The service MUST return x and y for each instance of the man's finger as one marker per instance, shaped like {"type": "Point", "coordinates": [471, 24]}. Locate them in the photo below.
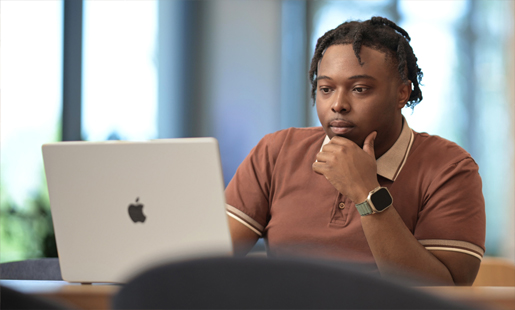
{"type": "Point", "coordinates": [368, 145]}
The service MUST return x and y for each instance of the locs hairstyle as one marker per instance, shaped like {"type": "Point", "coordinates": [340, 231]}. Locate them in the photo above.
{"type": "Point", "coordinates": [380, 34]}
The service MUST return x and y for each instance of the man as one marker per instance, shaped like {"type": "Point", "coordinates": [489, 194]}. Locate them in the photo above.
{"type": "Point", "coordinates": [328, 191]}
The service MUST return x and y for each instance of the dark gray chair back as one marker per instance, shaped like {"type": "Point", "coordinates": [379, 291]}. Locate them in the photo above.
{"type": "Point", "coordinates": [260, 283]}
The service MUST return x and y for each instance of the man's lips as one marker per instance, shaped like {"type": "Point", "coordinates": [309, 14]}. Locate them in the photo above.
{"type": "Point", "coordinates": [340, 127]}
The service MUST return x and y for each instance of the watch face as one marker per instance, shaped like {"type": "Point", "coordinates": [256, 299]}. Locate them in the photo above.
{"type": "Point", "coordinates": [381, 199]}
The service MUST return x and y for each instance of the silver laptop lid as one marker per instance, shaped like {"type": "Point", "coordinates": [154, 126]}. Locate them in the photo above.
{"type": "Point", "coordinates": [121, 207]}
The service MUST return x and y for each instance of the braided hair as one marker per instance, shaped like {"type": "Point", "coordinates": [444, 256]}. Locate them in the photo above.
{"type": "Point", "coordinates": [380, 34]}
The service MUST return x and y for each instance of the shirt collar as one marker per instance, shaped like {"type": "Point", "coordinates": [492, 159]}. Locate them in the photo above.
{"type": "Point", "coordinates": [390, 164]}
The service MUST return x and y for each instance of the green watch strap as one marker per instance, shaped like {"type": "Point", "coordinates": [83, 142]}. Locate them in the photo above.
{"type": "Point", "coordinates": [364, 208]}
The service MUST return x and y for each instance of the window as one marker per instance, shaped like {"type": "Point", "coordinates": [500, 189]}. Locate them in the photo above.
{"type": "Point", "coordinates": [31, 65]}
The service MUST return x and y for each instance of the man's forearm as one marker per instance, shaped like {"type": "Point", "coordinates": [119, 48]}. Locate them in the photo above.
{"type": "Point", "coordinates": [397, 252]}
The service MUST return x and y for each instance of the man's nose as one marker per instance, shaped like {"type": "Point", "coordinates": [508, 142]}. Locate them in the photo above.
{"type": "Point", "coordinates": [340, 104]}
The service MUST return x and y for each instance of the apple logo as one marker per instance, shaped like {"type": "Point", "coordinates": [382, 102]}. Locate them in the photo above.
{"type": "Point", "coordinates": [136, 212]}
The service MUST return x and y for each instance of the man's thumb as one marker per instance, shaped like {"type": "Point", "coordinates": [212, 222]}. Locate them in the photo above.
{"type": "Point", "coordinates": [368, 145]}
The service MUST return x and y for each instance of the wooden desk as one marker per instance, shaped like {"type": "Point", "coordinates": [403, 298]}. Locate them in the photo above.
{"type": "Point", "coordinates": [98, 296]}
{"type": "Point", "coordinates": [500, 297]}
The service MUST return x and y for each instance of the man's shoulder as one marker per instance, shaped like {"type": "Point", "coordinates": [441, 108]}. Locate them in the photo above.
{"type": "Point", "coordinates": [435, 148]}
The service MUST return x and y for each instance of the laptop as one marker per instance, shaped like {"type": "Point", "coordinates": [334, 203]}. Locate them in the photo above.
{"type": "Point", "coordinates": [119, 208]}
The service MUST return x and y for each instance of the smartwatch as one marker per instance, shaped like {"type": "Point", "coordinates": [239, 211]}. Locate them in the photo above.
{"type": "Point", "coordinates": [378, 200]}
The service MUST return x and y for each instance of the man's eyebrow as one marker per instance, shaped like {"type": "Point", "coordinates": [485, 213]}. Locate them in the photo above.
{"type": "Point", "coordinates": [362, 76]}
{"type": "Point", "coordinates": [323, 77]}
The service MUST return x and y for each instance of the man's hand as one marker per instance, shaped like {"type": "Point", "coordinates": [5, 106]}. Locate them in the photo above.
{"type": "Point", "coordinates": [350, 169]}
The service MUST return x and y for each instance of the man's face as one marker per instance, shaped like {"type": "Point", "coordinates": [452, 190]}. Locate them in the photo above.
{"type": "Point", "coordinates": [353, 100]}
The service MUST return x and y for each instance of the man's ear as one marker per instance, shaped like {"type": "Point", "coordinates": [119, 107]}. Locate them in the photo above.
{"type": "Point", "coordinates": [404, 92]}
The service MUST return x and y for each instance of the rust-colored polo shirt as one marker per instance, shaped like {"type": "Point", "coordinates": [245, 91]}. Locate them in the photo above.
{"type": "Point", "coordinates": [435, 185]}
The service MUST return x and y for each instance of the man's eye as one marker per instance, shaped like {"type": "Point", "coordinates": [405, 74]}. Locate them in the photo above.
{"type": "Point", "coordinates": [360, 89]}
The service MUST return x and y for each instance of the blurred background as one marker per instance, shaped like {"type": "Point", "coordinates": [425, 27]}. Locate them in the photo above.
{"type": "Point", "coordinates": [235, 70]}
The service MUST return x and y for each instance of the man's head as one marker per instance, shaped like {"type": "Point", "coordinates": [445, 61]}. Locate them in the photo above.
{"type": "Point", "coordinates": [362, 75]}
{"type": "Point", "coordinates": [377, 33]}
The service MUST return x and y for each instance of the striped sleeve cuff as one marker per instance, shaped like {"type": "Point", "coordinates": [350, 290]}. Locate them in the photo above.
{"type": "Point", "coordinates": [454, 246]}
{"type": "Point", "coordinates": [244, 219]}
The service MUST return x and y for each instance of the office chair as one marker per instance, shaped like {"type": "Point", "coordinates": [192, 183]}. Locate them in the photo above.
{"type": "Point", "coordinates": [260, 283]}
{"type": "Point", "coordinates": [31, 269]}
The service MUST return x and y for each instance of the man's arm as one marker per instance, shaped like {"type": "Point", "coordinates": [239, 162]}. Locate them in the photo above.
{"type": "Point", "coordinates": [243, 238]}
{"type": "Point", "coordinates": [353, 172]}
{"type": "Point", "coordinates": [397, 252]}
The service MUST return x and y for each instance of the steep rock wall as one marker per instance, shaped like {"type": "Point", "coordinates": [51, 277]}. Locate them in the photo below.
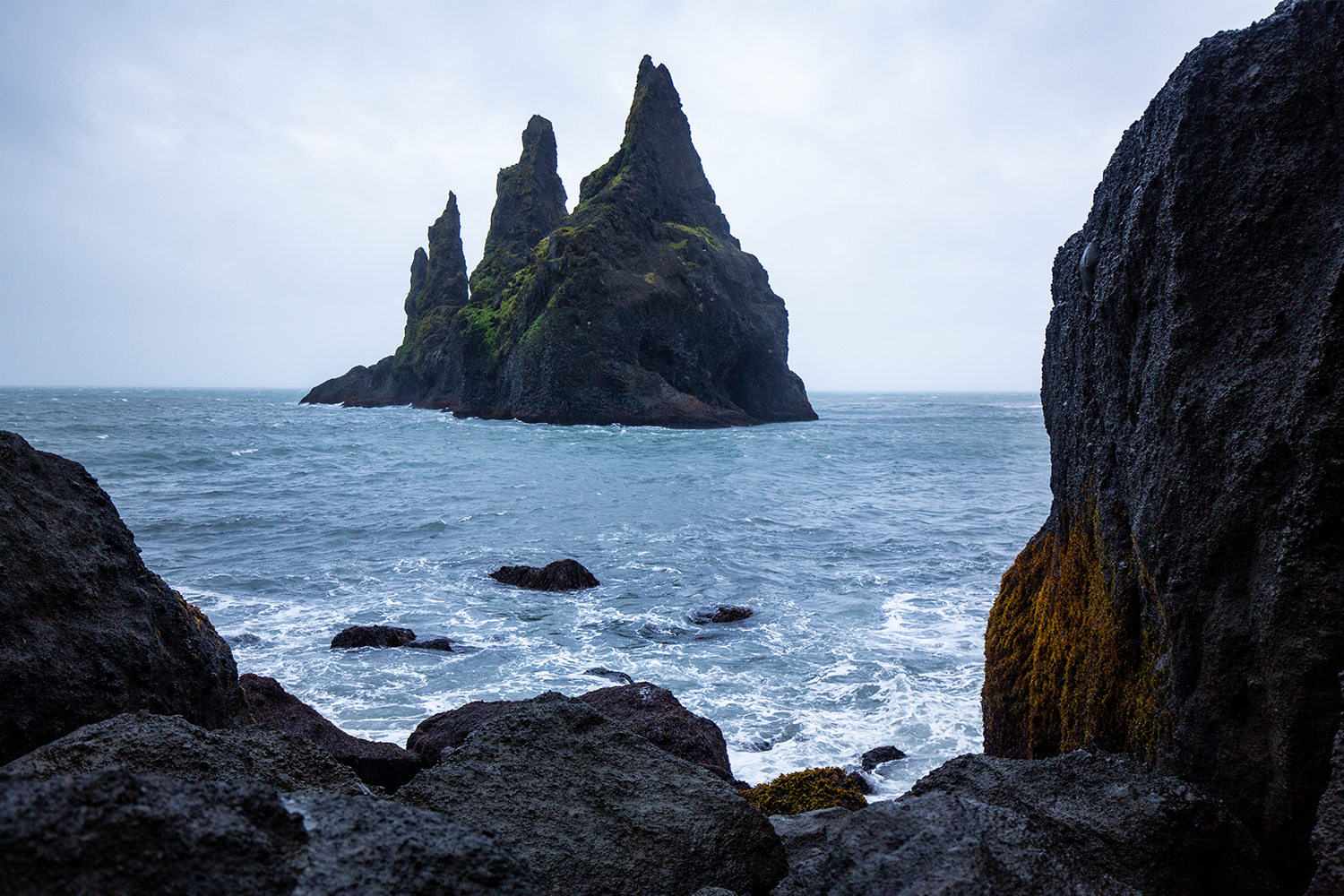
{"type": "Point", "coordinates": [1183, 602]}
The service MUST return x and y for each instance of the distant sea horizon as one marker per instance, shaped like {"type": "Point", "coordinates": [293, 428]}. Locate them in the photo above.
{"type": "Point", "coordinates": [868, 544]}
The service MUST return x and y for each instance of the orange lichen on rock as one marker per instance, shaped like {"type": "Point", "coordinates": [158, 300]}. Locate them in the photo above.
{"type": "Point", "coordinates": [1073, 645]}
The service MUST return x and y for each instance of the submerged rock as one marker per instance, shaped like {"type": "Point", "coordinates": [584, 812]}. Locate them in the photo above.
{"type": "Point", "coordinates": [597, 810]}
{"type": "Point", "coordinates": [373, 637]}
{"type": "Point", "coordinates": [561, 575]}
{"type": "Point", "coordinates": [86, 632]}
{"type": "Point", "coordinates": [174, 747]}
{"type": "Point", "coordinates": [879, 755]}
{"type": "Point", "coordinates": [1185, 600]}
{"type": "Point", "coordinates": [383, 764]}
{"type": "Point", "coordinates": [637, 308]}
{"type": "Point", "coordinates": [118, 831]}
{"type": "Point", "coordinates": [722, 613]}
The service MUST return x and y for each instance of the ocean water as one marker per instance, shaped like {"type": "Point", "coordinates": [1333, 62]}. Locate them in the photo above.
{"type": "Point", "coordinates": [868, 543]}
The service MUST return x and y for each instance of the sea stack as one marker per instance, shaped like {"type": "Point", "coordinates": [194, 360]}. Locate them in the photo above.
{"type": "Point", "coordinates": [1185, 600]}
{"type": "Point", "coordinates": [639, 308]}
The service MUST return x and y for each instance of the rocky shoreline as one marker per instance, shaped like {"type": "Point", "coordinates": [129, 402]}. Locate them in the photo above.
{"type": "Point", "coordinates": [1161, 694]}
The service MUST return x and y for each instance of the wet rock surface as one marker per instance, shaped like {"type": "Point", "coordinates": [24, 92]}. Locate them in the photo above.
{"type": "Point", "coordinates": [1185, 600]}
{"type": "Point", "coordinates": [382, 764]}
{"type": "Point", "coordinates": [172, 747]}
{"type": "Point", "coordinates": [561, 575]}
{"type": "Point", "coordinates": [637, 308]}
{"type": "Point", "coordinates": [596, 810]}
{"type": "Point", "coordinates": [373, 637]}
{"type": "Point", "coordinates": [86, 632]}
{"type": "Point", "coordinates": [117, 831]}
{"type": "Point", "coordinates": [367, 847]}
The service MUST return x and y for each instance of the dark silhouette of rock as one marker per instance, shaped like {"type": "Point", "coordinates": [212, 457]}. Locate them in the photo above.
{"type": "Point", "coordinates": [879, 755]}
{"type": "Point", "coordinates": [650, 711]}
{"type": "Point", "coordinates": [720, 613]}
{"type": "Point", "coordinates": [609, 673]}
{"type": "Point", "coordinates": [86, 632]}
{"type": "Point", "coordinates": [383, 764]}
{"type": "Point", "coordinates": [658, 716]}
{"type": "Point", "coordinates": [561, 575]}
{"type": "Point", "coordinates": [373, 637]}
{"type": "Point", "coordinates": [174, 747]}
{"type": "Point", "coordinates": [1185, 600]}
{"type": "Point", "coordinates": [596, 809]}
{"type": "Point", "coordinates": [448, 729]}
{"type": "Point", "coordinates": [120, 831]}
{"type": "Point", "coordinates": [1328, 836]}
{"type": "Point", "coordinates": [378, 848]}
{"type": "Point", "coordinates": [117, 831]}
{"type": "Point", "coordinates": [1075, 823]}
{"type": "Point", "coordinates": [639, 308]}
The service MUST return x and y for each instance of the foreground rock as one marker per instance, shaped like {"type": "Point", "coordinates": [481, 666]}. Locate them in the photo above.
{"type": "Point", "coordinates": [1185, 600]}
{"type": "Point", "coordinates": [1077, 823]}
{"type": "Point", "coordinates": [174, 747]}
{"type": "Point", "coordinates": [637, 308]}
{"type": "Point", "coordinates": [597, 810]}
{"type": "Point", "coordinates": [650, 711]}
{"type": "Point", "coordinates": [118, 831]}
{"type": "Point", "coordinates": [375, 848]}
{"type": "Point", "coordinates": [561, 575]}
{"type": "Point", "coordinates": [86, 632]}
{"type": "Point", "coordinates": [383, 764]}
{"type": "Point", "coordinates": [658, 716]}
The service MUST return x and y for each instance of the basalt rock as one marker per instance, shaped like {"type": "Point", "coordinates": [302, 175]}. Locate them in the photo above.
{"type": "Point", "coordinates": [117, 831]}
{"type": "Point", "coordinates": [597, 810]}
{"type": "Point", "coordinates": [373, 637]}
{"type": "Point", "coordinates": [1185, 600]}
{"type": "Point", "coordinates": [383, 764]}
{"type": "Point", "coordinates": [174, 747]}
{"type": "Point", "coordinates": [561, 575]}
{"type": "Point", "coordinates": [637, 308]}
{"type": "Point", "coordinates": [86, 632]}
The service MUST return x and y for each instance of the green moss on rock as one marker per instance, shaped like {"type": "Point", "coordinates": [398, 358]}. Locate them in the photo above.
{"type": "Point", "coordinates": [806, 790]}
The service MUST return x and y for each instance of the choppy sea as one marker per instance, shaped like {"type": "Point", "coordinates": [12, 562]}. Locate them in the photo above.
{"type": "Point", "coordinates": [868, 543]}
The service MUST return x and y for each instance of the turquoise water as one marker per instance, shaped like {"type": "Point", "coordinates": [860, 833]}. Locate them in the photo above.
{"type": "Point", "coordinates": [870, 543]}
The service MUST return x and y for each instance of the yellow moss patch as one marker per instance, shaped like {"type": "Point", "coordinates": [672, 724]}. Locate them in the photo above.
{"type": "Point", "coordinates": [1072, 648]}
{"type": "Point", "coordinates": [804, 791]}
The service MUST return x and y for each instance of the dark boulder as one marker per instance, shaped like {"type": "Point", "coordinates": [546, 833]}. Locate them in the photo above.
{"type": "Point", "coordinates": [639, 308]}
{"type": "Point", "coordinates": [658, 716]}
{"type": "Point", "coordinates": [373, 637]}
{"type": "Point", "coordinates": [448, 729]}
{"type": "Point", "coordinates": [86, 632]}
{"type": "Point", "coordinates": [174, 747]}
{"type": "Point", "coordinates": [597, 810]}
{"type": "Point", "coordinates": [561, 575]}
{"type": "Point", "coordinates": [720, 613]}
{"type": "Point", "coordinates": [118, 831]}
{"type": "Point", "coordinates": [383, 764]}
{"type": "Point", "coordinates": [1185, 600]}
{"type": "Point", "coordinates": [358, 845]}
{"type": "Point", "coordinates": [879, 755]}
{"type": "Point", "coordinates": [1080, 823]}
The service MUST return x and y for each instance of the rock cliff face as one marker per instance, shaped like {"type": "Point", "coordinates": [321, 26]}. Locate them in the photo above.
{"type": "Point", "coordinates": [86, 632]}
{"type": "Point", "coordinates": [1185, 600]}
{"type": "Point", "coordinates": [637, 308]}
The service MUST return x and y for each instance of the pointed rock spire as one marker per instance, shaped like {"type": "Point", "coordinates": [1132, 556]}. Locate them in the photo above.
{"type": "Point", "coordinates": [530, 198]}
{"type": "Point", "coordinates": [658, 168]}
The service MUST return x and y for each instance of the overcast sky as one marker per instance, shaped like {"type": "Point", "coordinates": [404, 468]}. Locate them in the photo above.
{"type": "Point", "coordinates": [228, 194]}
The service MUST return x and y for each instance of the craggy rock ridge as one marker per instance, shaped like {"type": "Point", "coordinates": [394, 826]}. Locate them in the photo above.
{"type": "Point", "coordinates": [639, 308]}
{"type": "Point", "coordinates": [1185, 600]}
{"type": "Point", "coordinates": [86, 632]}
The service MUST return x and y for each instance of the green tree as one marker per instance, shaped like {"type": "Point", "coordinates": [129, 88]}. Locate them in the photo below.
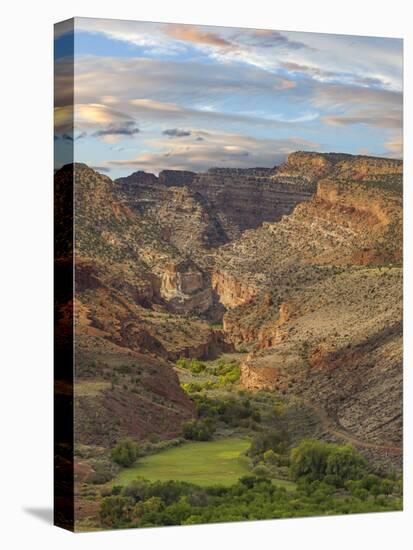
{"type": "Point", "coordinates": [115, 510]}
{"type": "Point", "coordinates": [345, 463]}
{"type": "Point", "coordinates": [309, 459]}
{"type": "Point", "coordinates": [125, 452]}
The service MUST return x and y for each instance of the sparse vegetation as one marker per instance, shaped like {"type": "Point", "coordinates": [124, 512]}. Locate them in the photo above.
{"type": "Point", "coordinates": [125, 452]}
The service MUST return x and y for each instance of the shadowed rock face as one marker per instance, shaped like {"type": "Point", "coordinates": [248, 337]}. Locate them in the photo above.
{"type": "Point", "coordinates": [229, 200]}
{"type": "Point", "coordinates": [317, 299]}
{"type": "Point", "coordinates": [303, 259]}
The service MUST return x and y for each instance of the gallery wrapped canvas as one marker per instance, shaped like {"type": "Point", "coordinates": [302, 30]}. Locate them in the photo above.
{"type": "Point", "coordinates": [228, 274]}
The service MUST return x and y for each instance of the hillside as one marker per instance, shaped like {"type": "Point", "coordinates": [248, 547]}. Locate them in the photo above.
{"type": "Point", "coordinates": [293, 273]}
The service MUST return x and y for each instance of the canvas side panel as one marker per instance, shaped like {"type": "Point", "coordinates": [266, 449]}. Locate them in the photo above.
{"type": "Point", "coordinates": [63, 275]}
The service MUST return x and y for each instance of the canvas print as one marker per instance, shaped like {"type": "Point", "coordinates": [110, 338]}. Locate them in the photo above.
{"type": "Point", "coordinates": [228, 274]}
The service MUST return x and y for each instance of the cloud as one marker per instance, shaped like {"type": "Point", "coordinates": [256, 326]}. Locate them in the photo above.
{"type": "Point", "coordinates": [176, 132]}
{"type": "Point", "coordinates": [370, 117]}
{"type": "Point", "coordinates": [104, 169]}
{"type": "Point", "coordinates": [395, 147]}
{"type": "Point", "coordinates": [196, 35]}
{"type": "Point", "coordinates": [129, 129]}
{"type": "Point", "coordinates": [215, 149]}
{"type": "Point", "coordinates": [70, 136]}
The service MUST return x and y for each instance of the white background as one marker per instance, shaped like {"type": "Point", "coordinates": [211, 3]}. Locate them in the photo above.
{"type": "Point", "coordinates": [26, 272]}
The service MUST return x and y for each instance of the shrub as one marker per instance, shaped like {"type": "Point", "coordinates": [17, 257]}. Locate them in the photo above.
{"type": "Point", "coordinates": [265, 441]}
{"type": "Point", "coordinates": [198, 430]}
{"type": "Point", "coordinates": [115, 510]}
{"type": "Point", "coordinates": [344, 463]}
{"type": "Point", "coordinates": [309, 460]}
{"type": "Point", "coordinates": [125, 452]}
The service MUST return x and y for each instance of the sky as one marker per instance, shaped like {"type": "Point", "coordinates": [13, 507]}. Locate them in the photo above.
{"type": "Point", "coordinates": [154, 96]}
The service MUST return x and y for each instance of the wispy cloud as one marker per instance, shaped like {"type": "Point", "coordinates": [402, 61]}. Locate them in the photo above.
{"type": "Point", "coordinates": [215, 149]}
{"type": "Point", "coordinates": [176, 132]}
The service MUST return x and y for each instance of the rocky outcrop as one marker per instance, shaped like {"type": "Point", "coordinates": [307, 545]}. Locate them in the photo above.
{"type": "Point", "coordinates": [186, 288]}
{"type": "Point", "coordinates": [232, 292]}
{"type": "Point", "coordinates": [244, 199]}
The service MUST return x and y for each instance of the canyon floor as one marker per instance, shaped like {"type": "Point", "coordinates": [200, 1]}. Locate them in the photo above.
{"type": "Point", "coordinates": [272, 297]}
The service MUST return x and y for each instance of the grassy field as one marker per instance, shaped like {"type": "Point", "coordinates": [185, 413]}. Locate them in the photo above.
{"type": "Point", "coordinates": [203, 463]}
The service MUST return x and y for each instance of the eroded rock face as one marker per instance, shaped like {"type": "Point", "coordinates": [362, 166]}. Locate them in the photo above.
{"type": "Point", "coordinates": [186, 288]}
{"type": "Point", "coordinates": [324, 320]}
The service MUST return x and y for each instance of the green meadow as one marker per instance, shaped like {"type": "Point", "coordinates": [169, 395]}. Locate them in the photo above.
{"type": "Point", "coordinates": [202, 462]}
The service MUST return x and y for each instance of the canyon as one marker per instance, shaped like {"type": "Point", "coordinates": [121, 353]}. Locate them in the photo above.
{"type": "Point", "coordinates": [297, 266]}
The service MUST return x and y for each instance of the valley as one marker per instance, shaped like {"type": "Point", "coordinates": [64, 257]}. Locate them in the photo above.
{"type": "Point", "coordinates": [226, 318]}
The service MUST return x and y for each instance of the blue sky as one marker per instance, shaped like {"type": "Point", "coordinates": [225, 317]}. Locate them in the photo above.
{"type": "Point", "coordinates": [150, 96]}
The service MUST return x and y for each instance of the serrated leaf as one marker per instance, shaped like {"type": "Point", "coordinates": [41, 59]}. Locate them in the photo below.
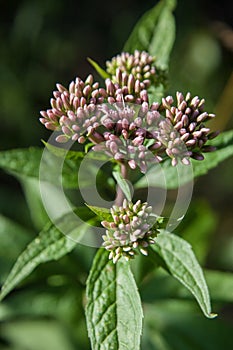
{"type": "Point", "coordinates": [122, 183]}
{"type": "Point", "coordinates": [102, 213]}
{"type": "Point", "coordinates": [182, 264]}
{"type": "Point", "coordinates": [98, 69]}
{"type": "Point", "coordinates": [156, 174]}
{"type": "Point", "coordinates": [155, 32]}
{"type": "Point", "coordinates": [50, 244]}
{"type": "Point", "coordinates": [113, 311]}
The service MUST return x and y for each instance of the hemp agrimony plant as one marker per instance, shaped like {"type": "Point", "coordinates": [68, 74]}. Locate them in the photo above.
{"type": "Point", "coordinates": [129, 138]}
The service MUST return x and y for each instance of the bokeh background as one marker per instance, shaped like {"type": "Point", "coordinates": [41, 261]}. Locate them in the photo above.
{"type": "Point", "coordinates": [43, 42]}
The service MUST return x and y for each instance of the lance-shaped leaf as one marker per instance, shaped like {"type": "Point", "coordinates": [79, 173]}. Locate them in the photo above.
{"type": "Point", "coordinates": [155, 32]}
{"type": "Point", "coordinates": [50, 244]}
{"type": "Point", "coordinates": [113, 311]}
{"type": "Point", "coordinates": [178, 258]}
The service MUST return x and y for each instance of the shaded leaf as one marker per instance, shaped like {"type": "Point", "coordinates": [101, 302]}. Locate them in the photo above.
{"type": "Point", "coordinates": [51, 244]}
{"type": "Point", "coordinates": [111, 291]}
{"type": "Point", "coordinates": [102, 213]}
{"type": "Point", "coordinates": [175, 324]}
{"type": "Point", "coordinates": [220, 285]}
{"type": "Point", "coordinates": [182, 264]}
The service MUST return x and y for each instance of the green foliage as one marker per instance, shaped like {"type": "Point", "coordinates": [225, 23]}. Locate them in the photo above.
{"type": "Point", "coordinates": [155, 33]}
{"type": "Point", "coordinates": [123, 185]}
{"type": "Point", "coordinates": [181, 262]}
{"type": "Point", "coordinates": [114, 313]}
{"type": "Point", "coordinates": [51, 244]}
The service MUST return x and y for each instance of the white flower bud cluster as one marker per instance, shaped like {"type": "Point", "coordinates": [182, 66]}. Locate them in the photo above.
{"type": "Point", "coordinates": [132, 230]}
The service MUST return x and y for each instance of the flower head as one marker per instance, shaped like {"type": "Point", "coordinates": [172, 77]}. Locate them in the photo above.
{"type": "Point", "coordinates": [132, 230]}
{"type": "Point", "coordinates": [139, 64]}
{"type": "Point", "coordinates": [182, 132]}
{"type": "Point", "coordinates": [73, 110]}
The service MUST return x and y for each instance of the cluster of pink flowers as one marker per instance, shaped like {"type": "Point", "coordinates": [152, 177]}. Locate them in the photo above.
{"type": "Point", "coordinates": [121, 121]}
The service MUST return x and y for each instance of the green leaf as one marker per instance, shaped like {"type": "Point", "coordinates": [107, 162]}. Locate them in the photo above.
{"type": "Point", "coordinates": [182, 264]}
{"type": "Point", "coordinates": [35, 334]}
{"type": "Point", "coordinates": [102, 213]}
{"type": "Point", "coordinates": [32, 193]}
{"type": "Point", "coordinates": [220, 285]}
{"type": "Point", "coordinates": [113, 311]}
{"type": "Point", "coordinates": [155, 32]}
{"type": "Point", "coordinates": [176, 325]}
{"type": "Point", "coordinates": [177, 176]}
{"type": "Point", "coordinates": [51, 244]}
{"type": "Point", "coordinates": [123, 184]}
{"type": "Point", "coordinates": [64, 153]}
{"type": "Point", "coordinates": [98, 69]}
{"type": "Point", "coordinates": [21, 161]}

→ **What you need to do**:
Beginning at the line where "the green foliage" appears, extract each line through the end of the data above; keep them exact and include nothing else.

→ **The output**:
The service MUST return x and y for each instance of the green foliage as one marker per instance, shaped like {"type": "Point", "coordinates": [225, 23]}. Locate them in the photo above.
{"type": "Point", "coordinates": [155, 33]}
{"type": "Point", "coordinates": [123, 185]}
{"type": "Point", "coordinates": [181, 262]}
{"type": "Point", "coordinates": [114, 313]}
{"type": "Point", "coordinates": [51, 244]}
The service MUST return x and y for each instance of the white flower bud cluster as one marker per instance, shaped like {"type": "Point", "coordinates": [182, 66]}. Locate them in the photo above.
{"type": "Point", "coordinates": [132, 230]}
The service MUST return x and y for each instance of the flower head as one marker per instance, shaped like {"type": "Point", "coordinates": [172, 77]}. Locate them in the photo above.
{"type": "Point", "coordinates": [132, 230]}
{"type": "Point", "coordinates": [139, 64]}
{"type": "Point", "coordinates": [182, 132]}
{"type": "Point", "coordinates": [73, 110]}
The service MUST return x and y for each instance of the cluster of pink flowers as one marker per instance, shaped like {"type": "Point", "coordinates": [152, 177]}. Locate them in the photo above.
{"type": "Point", "coordinates": [121, 121]}
The service MUST return x and y for each instance of the green leaf as one marker per instance, shaped like {"type": "Point", "coordinates": [107, 162]}. Locate them in the photo above.
{"type": "Point", "coordinates": [182, 264]}
{"type": "Point", "coordinates": [35, 334]}
{"type": "Point", "coordinates": [102, 213]}
{"type": "Point", "coordinates": [32, 193]}
{"type": "Point", "coordinates": [220, 285]}
{"type": "Point", "coordinates": [113, 311]}
{"type": "Point", "coordinates": [155, 32]}
{"type": "Point", "coordinates": [176, 325]}
{"type": "Point", "coordinates": [177, 176]}
{"type": "Point", "coordinates": [51, 244]}
{"type": "Point", "coordinates": [123, 184]}
{"type": "Point", "coordinates": [64, 153]}
{"type": "Point", "coordinates": [98, 69]}
{"type": "Point", "coordinates": [21, 161]}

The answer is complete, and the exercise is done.